Reproduce, without alteration, every line of the data; exclude the images.

- Opening Delimiter -

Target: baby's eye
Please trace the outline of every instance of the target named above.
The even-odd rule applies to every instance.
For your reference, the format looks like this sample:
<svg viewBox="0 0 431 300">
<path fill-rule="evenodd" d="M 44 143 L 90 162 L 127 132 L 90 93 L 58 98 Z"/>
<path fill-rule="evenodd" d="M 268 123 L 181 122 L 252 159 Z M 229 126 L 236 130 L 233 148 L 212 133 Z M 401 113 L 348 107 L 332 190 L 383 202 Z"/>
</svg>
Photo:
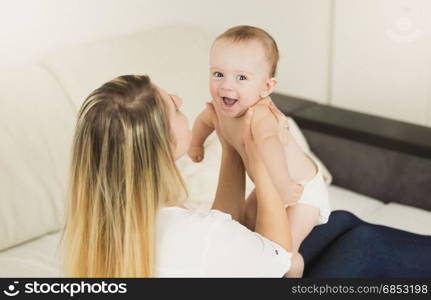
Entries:
<svg viewBox="0 0 431 300">
<path fill-rule="evenodd" d="M 214 76 L 215 78 L 222 78 L 222 77 L 223 77 L 223 74 L 222 74 L 222 73 L 220 73 L 220 72 L 214 72 L 214 73 L 213 73 L 213 76 Z"/>
<path fill-rule="evenodd" d="M 245 76 L 245 75 L 238 75 L 236 77 L 236 79 L 238 79 L 238 80 L 247 80 L 247 76 Z"/>
</svg>

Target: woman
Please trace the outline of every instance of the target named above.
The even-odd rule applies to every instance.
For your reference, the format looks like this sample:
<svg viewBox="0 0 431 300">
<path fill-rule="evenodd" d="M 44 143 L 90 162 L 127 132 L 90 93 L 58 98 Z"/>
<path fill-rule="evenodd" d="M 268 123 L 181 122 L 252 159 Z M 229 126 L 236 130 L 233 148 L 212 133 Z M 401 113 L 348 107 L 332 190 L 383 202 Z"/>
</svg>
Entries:
<svg viewBox="0 0 431 300">
<path fill-rule="evenodd" d="M 190 132 L 180 108 L 179 97 L 147 76 L 118 77 L 86 99 L 73 143 L 66 276 L 281 277 L 295 263 L 287 215 L 257 154 L 259 137 L 250 134 L 250 112 L 243 122 L 247 155 L 260 174 L 255 232 L 239 223 L 244 166 L 221 135 L 214 210 L 186 209 L 175 160 L 186 153 Z"/>
<path fill-rule="evenodd" d="M 66 276 L 282 277 L 301 265 L 290 253 L 289 220 L 256 147 L 260 137 L 250 133 L 251 112 L 238 126 L 258 174 L 255 232 L 242 225 L 244 166 L 217 126 L 223 154 L 213 210 L 186 208 L 175 160 L 186 153 L 190 133 L 180 108 L 179 97 L 147 76 L 118 77 L 86 99 L 73 143 Z M 429 277 L 430 249 L 429 236 L 339 211 L 299 252 L 310 277 Z"/>
</svg>

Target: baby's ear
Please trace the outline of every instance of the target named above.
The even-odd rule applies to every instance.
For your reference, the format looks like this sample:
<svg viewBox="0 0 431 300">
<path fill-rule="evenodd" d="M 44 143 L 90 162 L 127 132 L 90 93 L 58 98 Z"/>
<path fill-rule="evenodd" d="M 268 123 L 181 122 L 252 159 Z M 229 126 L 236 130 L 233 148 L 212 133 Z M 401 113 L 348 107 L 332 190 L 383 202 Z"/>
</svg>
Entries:
<svg viewBox="0 0 431 300">
<path fill-rule="evenodd" d="M 274 91 L 275 85 L 277 84 L 277 79 L 271 77 L 265 82 L 265 88 L 260 92 L 260 97 L 265 98 Z"/>
</svg>

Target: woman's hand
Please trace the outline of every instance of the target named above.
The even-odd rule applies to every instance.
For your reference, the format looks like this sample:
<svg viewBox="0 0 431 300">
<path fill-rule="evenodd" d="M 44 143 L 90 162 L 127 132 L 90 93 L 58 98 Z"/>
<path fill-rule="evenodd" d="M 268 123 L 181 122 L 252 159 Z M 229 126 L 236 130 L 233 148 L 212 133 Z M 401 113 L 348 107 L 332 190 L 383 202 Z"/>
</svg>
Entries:
<svg viewBox="0 0 431 300">
<path fill-rule="evenodd" d="M 276 137 L 283 145 L 287 144 L 287 118 L 271 98 L 263 98 L 250 108 L 244 115 L 244 122 L 243 143 L 251 162 L 262 160 L 259 145 L 265 143 L 265 140 Z"/>
<path fill-rule="evenodd" d="M 288 123 L 284 114 L 278 110 L 270 97 L 259 100 L 253 106 L 254 116 L 251 130 L 258 142 L 265 142 L 271 137 L 278 137 L 282 144 L 287 143 Z"/>
<path fill-rule="evenodd" d="M 268 97 L 269 98 L 269 97 Z M 287 138 L 288 134 L 287 131 L 289 130 L 289 123 L 287 121 L 286 116 L 274 105 L 274 103 L 271 101 L 269 104 L 269 110 L 274 115 L 275 119 L 277 120 L 278 124 L 278 137 L 280 139 L 280 142 L 283 145 L 287 144 Z"/>
<path fill-rule="evenodd" d="M 266 172 L 261 154 L 259 153 L 259 145 L 255 136 L 253 135 L 252 127 L 254 125 L 254 109 L 250 108 L 244 115 L 244 131 L 242 140 L 244 143 L 244 150 L 247 155 L 249 167 L 252 174 Z M 257 173 L 256 173 L 257 172 Z"/>
<path fill-rule="evenodd" d="M 259 101 L 253 107 L 254 113 L 249 127 L 254 143 L 249 145 L 254 147 L 249 149 L 254 148 L 255 153 L 249 151 L 250 155 L 254 155 L 248 159 L 249 165 L 255 169 L 254 176 L 268 174 L 283 202 L 293 205 L 300 200 L 304 186 L 293 180 L 289 173 L 284 150 L 288 142 L 287 118 L 275 105 L 265 103 L 265 100 Z M 259 161 L 264 162 L 264 168 L 260 166 Z"/>
</svg>

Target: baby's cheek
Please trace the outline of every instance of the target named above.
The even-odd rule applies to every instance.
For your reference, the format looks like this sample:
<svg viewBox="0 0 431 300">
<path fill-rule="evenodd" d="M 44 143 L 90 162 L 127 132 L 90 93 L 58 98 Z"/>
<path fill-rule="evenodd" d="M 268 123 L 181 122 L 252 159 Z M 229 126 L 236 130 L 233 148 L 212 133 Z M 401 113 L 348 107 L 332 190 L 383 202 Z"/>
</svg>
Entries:
<svg viewBox="0 0 431 300">
<path fill-rule="evenodd" d="M 217 96 L 216 91 L 213 89 L 210 90 L 210 94 L 211 94 L 211 98 L 213 98 L 213 99 Z"/>
<path fill-rule="evenodd" d="M 211 95 L 217 92 L 217 84 L 212 80 L 210 80 L 210 92 L 211 92 Z"/>
<path fill-rule="evenodd" d="M 247 97 L 248 103 L 253 105 L 260 98 L 260 89 L 252 86 L 244 91 L 244 95 Z"/>
<path fill-rule="evenodd" d="M 250 93 L 247 95 L 245 101 L 243 101 L 243 105 L 247 108 L 253 106 L 256 104 L 256 102 L 259 100 L 259 96 L 254 94 L 254 93 Z"/>
</svg>

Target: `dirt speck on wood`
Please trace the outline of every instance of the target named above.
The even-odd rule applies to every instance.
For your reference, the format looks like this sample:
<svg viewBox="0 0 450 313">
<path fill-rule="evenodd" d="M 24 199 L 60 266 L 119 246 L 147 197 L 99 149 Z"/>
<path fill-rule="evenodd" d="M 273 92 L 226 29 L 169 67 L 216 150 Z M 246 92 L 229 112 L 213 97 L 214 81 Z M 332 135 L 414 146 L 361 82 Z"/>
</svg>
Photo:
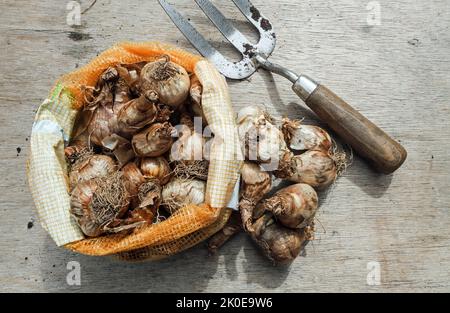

- Closing Delimiter -

#### Solution
Target: baby's eye
Please trace the outline of every instance of the target named above.
The even-odd rule applies to every instance.
For your reference, the format looks like this sample:
<svg viewBox="0 0 431 300">
<path fill-rule="evenodd" d="M 44 143 L 90 162 L 127 132 L 90 93 L 58 98 Z"/>
<path fill-rule="evenodd" d="M 268 123 L 181 122 L 252 159 Z M 229 126 L 236 130 L 233 148 L 212 133 Z M 401 113 L 348 107 L 332 190 L 383 202 Z"/>
</svg>
Photo:
Entries:
<svg viewBox="0 0 431 300">
<path fill-rule="evenodd" d="M 214 76 L 215 78 L 222 78 L 222 77 L 223 77 L 223 74 L 222 74 L 222 73 L 220 73 L 220 72 L 214 72 L 214 73 L 213 73 L 213 76 Z"/>
<path fill-rule="evenodd" d="M 245 76 L 245 75 L 238 75 L 236 77 L 236 79 L 238 79 L 238 80 L 247 80 L 247 76 Z"/>
</svg>

Target: woman
Please trace the outline of every instance of the target named above.
The even-odd rule applies to every instance.
For your reference, the format looks like this sample:
<svg viewBox="0 0 431 300">
<path fill-rule="evenodd" d="M 44 143 L 90 162 L 127 132 L 90 93 L 58 98 Z"/>
<path fill-rule="evenodd" d="M 268 123 L 181 122 L 252 159 Z M 229 126 L 236 130 L 233 148 L 212 133 Z M 401 113 L 348 107 L 332 190 L 383 202 Z"/>
</svg>
Entries:
<svg viewBox="0 0 431 300">
<path fill-rule="evenodd" d="M 190 132 L 180 108 L 179 97 L 147 76 L 118 77 L 86 99 L 73 143 L 66 276 L 281 277 L 295 263 L 287 215 L 257 154 L 259 137 L 250 134 L 250 112 L 243 122 L 247 155 L 260 174 L 255 232 L 239 223 L 244 166 L 221 135 L 214 210 L 186 209 L 175 160 L 186 153 Z"/>
<path fill-rule="evenodd" d="M 66 276 L 282 277 L 301 265 L 290 253 L 289 220 L 256 147 L 260 137 L 250 133 L 251 112 L 238 126 L 258 174 L 255 232 L 242 225 L 244 166 L 217 126 L 223 154 L 213 210 L 186 208 L 175 160 L 186 153 L 190 133 L 180 108 L 179 97 L 147 76 L 118 77 L 86 99 L 73 143 Z M 429 277 L 430 249 L 429 236 L 339 211 L 299 252 L 310 277 Z"/>
</svg>

Target: baby's ear
Please trace the outline of every instance of the target named above.
The even-odd rule applies to every instance.
For your reference, the format looks like this sample:
<svg viewBox="0 0 431 300">
<path fill-rule="evenodd" d="M 44 143 L 90 162 L 127 132 L 90 93 L 58 98 Z"/>
<path fill-rule="evenodd" d="M 268 123 L 181 122 L 252 159 Z M 229 126 L 236 130 L 233 148 L 212 133 Z M 401 113 L 348 107 L 332 190 L 383 202 Z"/>
</svg>
Entries:
<svg viewBox="0 0 431 300">
<path fill-rule="evenodd" d="M 274 91 L 275 85 L 277 84 L 277 79 L 271 77 L 265 82 L 265 88 L 260 92 L 260 97 L 265 98 Z"/>
</svg>

Target: woman's hand
Please trace the outline of every instance of the target named above.
The even-odd rule applies to every instance.
For your reference, the format looks like this sample:
<svg viewBox="0 0 431 300">
<path fill-rule="evenodd" d="M 44 143 L 90 162 L 127 132 L 90 93 L 58 98 Z"/>
<path fill-rule="evenodd" d="M 268 123 L 181 122 L 252 159 Z M 229 126 L 236 130 L 233 148 L 212 133 Z M 401 113 L 348 107 L 332 190 L 383 202 Z"/>
</svg>
Entries:
<svg viewBox="0 0 431 300">
<path fill-rule="evenodd" d="M 276 137 L 283 145 L 287 144 L 287 118 L 271 98 L 263 98 L 250 108 L 244 115 L 244 122 L 243 143 L 251 162 L 262 160 L 259 145 L 265 143 L 265 140 Z"/>
<path fill-rule="evenodd" d="M 288 123 L 284 114 L 278 110 L 270 97 L 259 100 L 253 106 L 254 116 L 251 130 L 258 142 L 265 142 L 271 137 L 278 137 L 282 144 L 287 143 Z"/>
<path fill-rule="evenodd" d="M 268 97 L 269 98 L 269 97 Z M 287 138 L 288 134 L 287 131 L 289 130 L 289 123 L 287 121 L 286 116 L 274 105 L 274 103 L 271 101 L 269 104 L 269 110 L 274 115 L 275 119 L 277 120 L 278 124 L 278 137 L 280 139 L 280 142 L 283 145 L 287 144 Z"/>
<path fill-rule="evenodd" d="M 266 172 L 261 154 L 259 153 L 259 145 L 255 136 L 253 135 L 252 127 L 254 125 L 254 109 L 250 108 L 244 115 L 244 131 L 242 140 L 244 143 L 244 150 L 247 155 L 249 167 L 252 174 Z M 257 173 L 256 173 L 257 172 Z"/>
<path fill-rule="evenodd" d="M 259 101 L 253 107 L 254 113 L 249 127 L 254 143 L 249 145 L 254 147 L 249 149 L 254 148 L 255 153 L 249 151 L 250 155 L 254 155 L 248 159 L 249 165 L 255 169 L 254 176 L 268 174 L 283 202 L 293 205 L 300 200 L 304 186 L 293 180 L 289 173 L 284 150 L 288 142 L 287 118 L 275 105 L 265 103 L 265 100 Z M 259 161 L 264 162 L 264 168 L 260 166 Z"/>
</svg>

Target: baby's cheek
Please trace the outline of every instance of the target named above.
The even-odd rule applies to every instance.
For your reference, the format looks like this sample:
<svg viewBox="0 0 431 300">
<path fill-rule="evenodd" d="M 44 143 L 90 162 L 127 132 L 90 93 L 58 98 Z"/>
<path fill-rule="evenodd" d="M 268 123 L 181 122 L 252 159 Z M 229 126 L 236 130 L 233 148 L 212 133 Z M 401 113 L 348 107 L 332 190 L 383 202 Z"/>
</svg>
Entries:
<svg viewBox="0 0 431 300">
<path fill-rule="evenodd" d="M 217 96 L 216 91 L 213 89 L 210 90 L 210 94 L 211 94 L 211 98 L 213 98 L 213 99 Z"/>
<path fill-rule="evenodd" d="M 211 95 L 217 92 L 217 84 L 212 80 L 210 80 L 210 92 L 211 92 Z"/>
<path fill-rule="evenodd" d="M 247 97 L 248 103 L 253 105 L 260 98 L 260 89 L 252 86 L 244 91 L 244 95 Z"/>
<path fill-rule="evenodd" d="M 250 93 L 247 95 L 245 101 L 243 101 L 243 105 L 247 108 L 253 106 L 256 104 L 256 102 L 259 100 L 259 96 L 254 94 L 254 93 Z"/>
</svg>

Target: `dirt speck on wood`
Please trace the outline of every instance of the target named above.
The even-odd rule applies to every instance.
For your reference, the format looks like this sample:
<svg viewBox="0 0 450 313">
<path fill-rule="evenodd" d="M 24 199 L 60 266 L 119 246 L 147 197 L 99 149 Z"/>
<path fill-rule="evenodd" d="M 273 92 L 226 29 L 169 67 L 216 150 Z M 246 92 L 229 112 L 213 97 L 214 81 Z M 332 135 L 414 146 L 361 82 Z"/>
</svg>
Photo:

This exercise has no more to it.